> Extrait du texte:
Nadège Beausson-Diagne Dans le milieu du cinéma, à partir du moment où tu as parlé des violences dont tu as été victime, tu tra­vailles moins. C’est un fait. Ta parole est insup­por­table puisque les gens qui te recrutent sont poten­tiel­le­ment des agres­seurs ou connaissent des agres­seurs. Ils se disent: « Elle va nous faire chier sur le plateau»… Je me souviens que le phi­lo­sophe Paul B. Preciado s’en était inquiété gentiment. Il nous avait dit, à Adèle Haenel et moi: «Vous avez un peu d’argent de côté ? Parce que ça va être compliqué pour vous…» Mais d’un autre côté, j’ai eu aussi des occasions incroyables. Comme si je prenais enfin ma place ! J’ai fait la paix avec la petite fille en moi que je n’avais pas pu protéger. Ça n’a pas de prix.

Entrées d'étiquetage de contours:
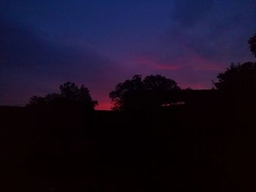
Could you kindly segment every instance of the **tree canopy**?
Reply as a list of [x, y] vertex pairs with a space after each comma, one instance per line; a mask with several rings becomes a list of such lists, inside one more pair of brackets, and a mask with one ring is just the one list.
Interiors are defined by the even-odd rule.
[[225, 91], [256, 90], [256, 63], [232, 64], [225, 72], [217, 75], [215, 87]]
[[118, 83], [110, 93], [114, 110], [156, 109], [164, 104], [164, 95], [180, 88], [171, 79], [161, 75], [150, 75], [143, 80], [135, 75], [131, 80]]
[[89, 91], [83, 85], [80, 88], [73, 82], [67, 82], [59, 86], [60, 93], [50, 93], [45, 97], [32, 96], [28, 107], [56, 109], [80, 109], [93, 110], [98, 104], [93, 101]]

> Exercices à faire:
A: Recopiez le passage du témoignage sur le cinéma qui commence à "Nadège Beausson-Diagne Dans" et se termine à "n’a pas de prix.", en renommant "cinéma" en "théâtre".
B: D'après le témoignage sur le cinéma, les affirmations suivantes sont-elles exactes ? Répondez par oui ou par non et citez les mots du texte qui tranchent. (i) Paul B. Preciado s'était inquiété avec gentillesse. (ii) Parler des violences subies n'a apporté aucune occasion incroyable. (iii) Paul B. Preciado ne s'était adressé qu'à une seule personne.
C: Poursuivez le témoignage sur le cinéma à partir de sa dernière phrase.
Les items proviennent d'une autre source que le témoignage.

> Réponses par exercice:
A:
Nadège Beausson-Diagne Dans le milieu du théâtre, à partir du moment où tu as parlé des violences dont tu as été victime, tu tra­vailles moins. C’est un fait. Ta parole est insup­por­table puisque les gens qui te recrutent sont poten­tiel­le­ment des agres­seurs ou connaissent des agres­seurs. Ils se disent: « Elle va nous faire chier sur le plateau»… Je me souviens que le phi­lo­sophe Paul B. Preciado s’en était inquiété gentiment. Il nous avait dit, à Adèle Haenel et moi: «Vous avez un peu d’argent de côté ? Parce que ça va être compliqué pour vous…» Mais d’un autre côté, j’ai eu aussi des occasions incroyables. Comme si je prenais enfin ma place ! J’ai fait la paix avec la petite fille en moi que je n’avais pas pu protéger. Ça n’a pas de prix.

B:
(i) Oui : « Paul B. Preciado s’en était inquiété gentiment ».
(ii) Non : « j’ai eu aussi des occasions incroyables ».
(iii) Non : « Il nous avait dit, à Adèle Haenel et moi ».

C:
Claire Pommet De mon côté, avant de parler, j’avais prévenu mon label, Universal. Il n’y a eu aucune résis­tance. Disons qu’aujourd’hui j’ai trouvé ma place, mon équipe. Mais je sais que, si demain, la France entière se mettait à me détester ou si Universal me disait «On rompt ton contrat parce qu’on ne veut plus avoir affaire à des mili­tantes comme toi», je ne me retrou­ve­rais pas à la rue. Je pars avec des pri­vi­lèges de base dans la vie. Je travaille énor­mé­ment et je suis indé­pen­dante depuis que j’ai 18 ans, mais je peux aussi me permettre de parler du fait de ma position… Quand Camélia Jordana et moi, on tient le même discours dans les médias, il n’est pas du tout reçu de la même manière.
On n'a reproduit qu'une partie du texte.